• [Instrucciones de la tarea] Continúa, por favor, el texto sobre el fontanero y la chaqueta azul marino a partir de su última frase.

::: Texto :::

Como sospechaba que esta gente factura seguramente por minuto, y por eso camina siempre con tanta lentitud y habla tan despacio, yo me había tomado la molestia de sacar la pieza rota. De hecho, el fontanero solo tuvo que llegar al baño y decir: «La válvula de descarga está rota». «Tendrás que poner una nueva, entonces», arriesgué. «No he traído», alegó. «Tendrás que ir a buscar una, ¿no?», deduje. «Sí, pero no me va a dar tiempo», pretextó, para a continuación añadir: «Vamos a tener que dejarlo para la tarde». No era con lo que yo soñaba, así que puse ciertas condiciones: tendría que ser a primera hora. «A las cuatro sin falta», afirmó. Apareció a las siete. Llevaba de nuevo una mano en el bolsillo y la pieza nueva encajada en la axila. A partir de ahí, todo ocurrió a velocidades vertiginosas. En dos minutos colocó la válvula, cerró la tapadera, accionó el tirador para probar y todo volvió a la normalidad. Perfecto. «¿Cuánto es?», pregunté feliz, creyendo que el precio guardaría proporción con la dificultad. «Setenta euritos, por favor», dijo con la voz muy dulce. Tenía educación. Me quedé blanco, sin habla, como Pepe Isbert cuando los americanos pasan de largo. Máxime teniendo en cuenta que la pieza costaba doce euros y podía instalarla un repetidor de segundo de la eso. Cualquiera. Yo inclusive. Antes de pagar, pregunté con ingenuidad si no me daba una factura. «Es que no he traído», se disculpó. «Pues yo tampoco he traído dinero», estuve a punto de decir. Pero no quise montar un espectáculo en mi propia casa.
Yo siempre llevo la droga encima
Esto es lo que ha pasado: acabo de recordar que hace seis meses, cuando me mudé de ciudad, me marché sin pasar por la tintorería a recoger una chaqueta azul marino que había dejado para limpiar. Era mi chaqueta favorita, pero no la he echado de menos hasta esta mañana. En ocasiones, las cosas importantes pasan completamente desapercibidas. No es una tragedia. Ni siquiera una cuestión de vida o muerte. Tal vez, como dijo a propósito del fútbol Bill Shankly, entrenador del Liverpool entre 1959 y 1974, es algo mucho, mucho más importante que eso. Cuando vestía aquella chaqueta cambiaba mi perspectiva de la realidad. Nada me parecía demasiado grave, ni solemne, ni relevante. Era como leer If, de Kipling, donde se te revelaban, de pronto, verdades en las que no habías creído. Es difícil de explicar. En realidad, es difícil de entender. Aquella chaqueta actuaba como escudo, pero también como un cristal deformante que me ofrecía la mejor panorámica posible de lo que tenía alrededor.

::: Material mostrado :::

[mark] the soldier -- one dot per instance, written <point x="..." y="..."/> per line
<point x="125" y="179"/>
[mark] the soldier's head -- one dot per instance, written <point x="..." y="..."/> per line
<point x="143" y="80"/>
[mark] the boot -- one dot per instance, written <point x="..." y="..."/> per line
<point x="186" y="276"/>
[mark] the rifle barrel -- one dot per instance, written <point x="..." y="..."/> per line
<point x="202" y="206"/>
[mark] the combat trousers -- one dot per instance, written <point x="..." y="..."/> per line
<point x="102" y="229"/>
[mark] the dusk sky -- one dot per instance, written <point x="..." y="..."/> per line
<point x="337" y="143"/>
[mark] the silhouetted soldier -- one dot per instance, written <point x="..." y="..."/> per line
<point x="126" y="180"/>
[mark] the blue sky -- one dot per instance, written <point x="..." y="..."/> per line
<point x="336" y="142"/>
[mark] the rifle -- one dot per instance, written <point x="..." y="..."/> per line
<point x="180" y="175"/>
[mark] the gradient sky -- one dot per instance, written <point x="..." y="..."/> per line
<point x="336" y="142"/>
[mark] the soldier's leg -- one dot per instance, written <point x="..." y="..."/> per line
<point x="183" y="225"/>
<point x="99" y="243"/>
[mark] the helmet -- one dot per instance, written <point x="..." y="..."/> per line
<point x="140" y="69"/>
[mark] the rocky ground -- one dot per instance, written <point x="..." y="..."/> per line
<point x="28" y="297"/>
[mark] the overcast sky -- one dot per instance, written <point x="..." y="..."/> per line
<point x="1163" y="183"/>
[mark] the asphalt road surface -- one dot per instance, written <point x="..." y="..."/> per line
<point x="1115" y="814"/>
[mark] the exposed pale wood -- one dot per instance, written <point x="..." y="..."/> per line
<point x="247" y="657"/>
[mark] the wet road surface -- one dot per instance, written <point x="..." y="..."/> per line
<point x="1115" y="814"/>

:::

• [Resultado de la tarea]
Imagino que desde que la llevé a la tintorería, la chaqueta no ha dejado de dar vueltas en ese circuito cerrado que hay en estos negocios, en el que presionando un botón, el mecanismo va moviendo las prendas en círculo hasta que llega a la chaqueta o el pantalón o lo que sea, que el cliente haya venido a recoger. En parte, la vida va de eso, de dar vueltas sin parar, como un idiota, sin ningún sentido especial. No creo que nunca, cuando regrese a Madrid, sea capaz de pasar por la tintorería. ¿Cómo me mirarían? No. Descartado. No sabría enfrentar el contacto con la chaqueta.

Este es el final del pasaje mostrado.